Tugas:
• 1. Jawab pertanyaan berikut berdasarkan catatan perjalanan ke Swarnadwipa:
(a) Pada hari dan tanggal berapa catatan itu dimuat?
(b) Di kota mana perjalanan itu singgah sejenak menurut judulnya?
(c) Apa yang dipertaruhkan untuk perjalanan itu?
• 2. Sambung catatan perjalanan solo ke Swarnadwipa itu, mulai setelah kalimat terakhirnya.

Senin, 12 September 2016

Solo Trip Swarnadwipa 01: Dari Jakarta, singgah sejenak di Bandar Lampung

Yey! Akhirnya berangkat juga! Perjalanan ini merupakan perjalanan nekat dengan mempertaruhkan sisa tabungan yang ada. Ini adalah saat dimana aku masih memiliki kesehatan, waktu dan sedikit dana untuk menikmati hidup. Dan bagiku, cara terbaik menikmati hidup ialah dengan melakukan perjalanan meskipun dengan dana yang teramat sangat terbatas. Yah, kadang memang harus seperti ini tampaknya untuk bisa terlaksana. The art of kepepet can motivate human (me) to the next level. Ketika terdesak dan keadaan memaksaku mencapai batas kemampuan, lalu melebihinya, itu akan terasa menyakitkan, lalu membanggakan, dan akhirnya membahagiakan.

Data tersedia:
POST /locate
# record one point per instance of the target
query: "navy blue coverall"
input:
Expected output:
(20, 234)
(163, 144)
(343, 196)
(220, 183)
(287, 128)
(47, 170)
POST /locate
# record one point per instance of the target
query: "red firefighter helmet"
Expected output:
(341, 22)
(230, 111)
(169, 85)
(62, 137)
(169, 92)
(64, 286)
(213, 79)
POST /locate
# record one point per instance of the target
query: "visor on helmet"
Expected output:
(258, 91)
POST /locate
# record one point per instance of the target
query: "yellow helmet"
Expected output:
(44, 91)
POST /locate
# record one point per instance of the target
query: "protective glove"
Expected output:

---

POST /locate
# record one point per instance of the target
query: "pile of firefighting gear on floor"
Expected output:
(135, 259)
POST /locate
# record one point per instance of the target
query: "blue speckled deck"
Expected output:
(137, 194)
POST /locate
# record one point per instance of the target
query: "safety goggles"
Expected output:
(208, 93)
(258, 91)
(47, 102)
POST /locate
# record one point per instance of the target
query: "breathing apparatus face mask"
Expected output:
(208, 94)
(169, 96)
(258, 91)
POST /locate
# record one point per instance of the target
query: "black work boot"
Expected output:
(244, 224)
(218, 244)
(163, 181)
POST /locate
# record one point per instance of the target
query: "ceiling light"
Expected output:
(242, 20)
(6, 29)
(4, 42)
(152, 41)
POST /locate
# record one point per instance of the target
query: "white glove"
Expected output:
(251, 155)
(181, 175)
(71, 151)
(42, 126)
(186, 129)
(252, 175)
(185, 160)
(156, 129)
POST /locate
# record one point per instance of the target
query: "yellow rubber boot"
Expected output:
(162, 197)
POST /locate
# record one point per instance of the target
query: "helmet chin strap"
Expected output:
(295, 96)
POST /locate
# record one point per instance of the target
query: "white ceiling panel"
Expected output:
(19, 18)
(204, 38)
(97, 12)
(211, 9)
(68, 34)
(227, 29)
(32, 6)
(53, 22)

Jawaban:
• 1.
(a) Senin, 12 September 2016.
(b) Bandar Lampung.
(c) Sisa tabungan yang ada.

• 2.
To Infinity and Beyond! Sumber gambar

Begitulah kata Buzz Lightyear dalam film animasi Toy Story. Entah kenapa slogan ini melekat di benakku ketika memulai perjalanan ini. Rasanya aku akan menembus batas kemampuanku dan melebihinya. Perasaan yang nanti akan timbul dengan sangat kuat ketika aku selesai mengunjungi danau Kaca di Kerinci.

Tapi itu nanti. Sekarang, aku akan memulai cerita ini dari sebuah toko kelontong alias convenience store yang ada di mulut pintu masuk tol Kebon Jeruk - Merak. Disinilah aku akan memulai perjalanan panjang menelusuri Swarnadwipa alias pulau Emas. Sebutan untuk pulau Sumatra di jaman dulu karena diduga menyimpan cadangan emas yang sangat banyak. Anggapan yang belakangan terbukti keliru karena sebutan pulau emas lebih cocok disematkan kepada Papua yang cadangan emasnya sedang disedot perusahaan Amerika.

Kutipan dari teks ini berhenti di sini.